DIRECTIONS:
(a) From the SEA-RAFT excerpt, reproduce everything from "Iteration bottleneck is" down to "(3.686 vs 4.482)." word for word.
(b) Extend the SEA-RAFT optical flow write-up, picking up right after its final sentence.

SELECTED EXCERPT:
###
The \(\beta_1=0\) constraint in MoL loss is crucial: Naive MoL with free \(\beta_1\) (0.248) performs worse than \(L_1\) (0.206), while MoL with fixed \(\beta_1=0\) (0.187) yields the best results.
Direct regression of the initial flow shows significant effects: EPE drops from 0.201 to 0.187, with an increase of only ~7G MACs.
Iteration bottleneck is eliminated: RAFT's iterations account for 82-86% of total latency, whereas for SEA-RAFT, it is only 26-39%.
Stunning efficiency advantage: SEA-RAFT(S) processes 1080p at 21fps (RTX3090), which is 3× faster than RAFT and 24× faster than MS-RAFT+.
Spring benchmark EPE is reduced by 22.9% (0.363 vs 0.471), and 1px error is reduced by 17.8% (3.686 vs 4.482).
KITTI cross-dataset generalization is optimal: Fl-epe 3.62, Fl-all 12.9.

Highlights & Insights¶

Clever design of probabilistic modeling aligned with evaluation metrics: Fixing \(\beta_1=0\) degrades MoL to \(L_1\) in normal cases and automatically tolerates ambiguous cases—a simple and elegant solution.
The "less is more" philosophy: Achieving superior results to RAFT with only 4 iterations instead of 32 proves that a good initialization is more important than brute-force iteration.
Orthogonality of the three improvements: The loss function, initialization, and data strategies are complementary and can be independently integrated into other RAFT variants.
The courage to simplify architecture: Replacing custom modules with standard ResNet and ConvNeXt reduces complexity while enhancing performance.

Limitations & Future Work¶

Anomalous performance on Sintel Final pass: Under the C+T setting, Sintel Final performance is suboptimal (4.04 vs 2.40 of competing methods). The authors could not explain the reason, and it only improved after incorporating KITTI+HD1K.
Hyperparameter sensitivity of the MoL loss: The upper bound of \(\beta_2\) (10) and the specific mixture distribution form require experimental tuning.
###
DATA EXCERPT:
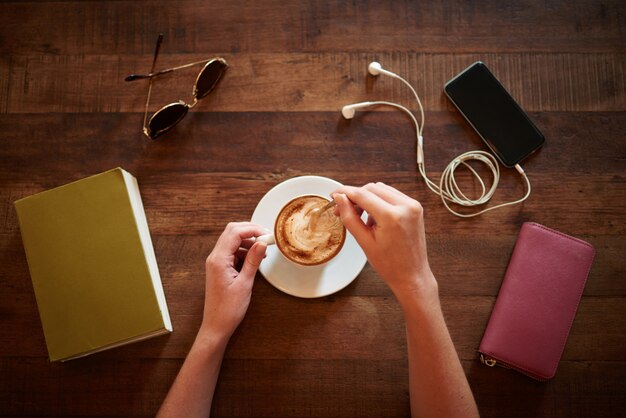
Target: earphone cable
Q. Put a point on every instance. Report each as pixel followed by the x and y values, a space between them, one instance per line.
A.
pixel 448 188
###
ANSWERS:
(a)
Iteration bottleneck is eliminated: RAFT's iterations account for 82-86% of total latency, whereas for SEA-RAFT, it is only 26-39%.
Stunning efficiency advantage: SEA-RAFT(S) processes 1080p at 21fps (RTX3090), which is 3× faster than RAFT and 24× faster than MS-RAFT+.
Spring benchmark EPE is reduced by 22.9% (0.363 vs 0.471), and 1px error is reduced by 17.8% (3.686 vs 4.482).

(b)
Limitations of TartanAir pre-training: It only supports rigid-flow, lacking independent object motion.
Unexplored large-scale real-data pre-training: E.g., the approach of using diffusion models for pre-training like DDVM.
Lack of downstream application validation for uncertainty estimation: MoL provides uncertainty outputs (\(\alpha\), \(\beta_2\)), but their value has not been verified in downstream tasks.

RAFT Family: GMA, FlowFormer, CRAFT, etc., focus on replacing modules (e.g., Transformers), whereas SEA-RAFT focuses on loss functions and training strategies—making them orthogonal and complementary.
Probabilistic Regression: PDC-Net+ uses MoL in keypoint matching but does not require alignment with \(L_1\); SEA-RAFT's \(\beta_1=0\) constraint is an original adaptation designed for the "per-pixel accuracy" requirement in optical flow.
Efficient Inference: EMD-L, DIFT, etc., reduce iterations through efficient implementations but at the cost of noticeable accuracy degradation; SEA-RAFT achieves "substituting quantity with quality" via initial flow regression.

Rating¶

Novelty: ⭐⭐⭐⭐ Although the combination of the \(\beta_1=0\) constraint in MoL loss and the direct regression of initial flow is simple, the combined outcome is excellent.
Experimental Thoroughness: ⭐⭐⭐⭐⭐ Comprehensive evaluation on Spring/Sintel/KITTI, with ablation studies covering all dimensions of loss, initialization, pre-training, and architecture.
Writing Quality: ⭐⭐⭐⭐ Clear logic, well-articulated motivation, and concise mathematical derivations.
Value: ⭐⭐⭐⭐⭐ Open-source code, 2.3×-24× acceleration, and 1080p@21fps provide practical deployment value.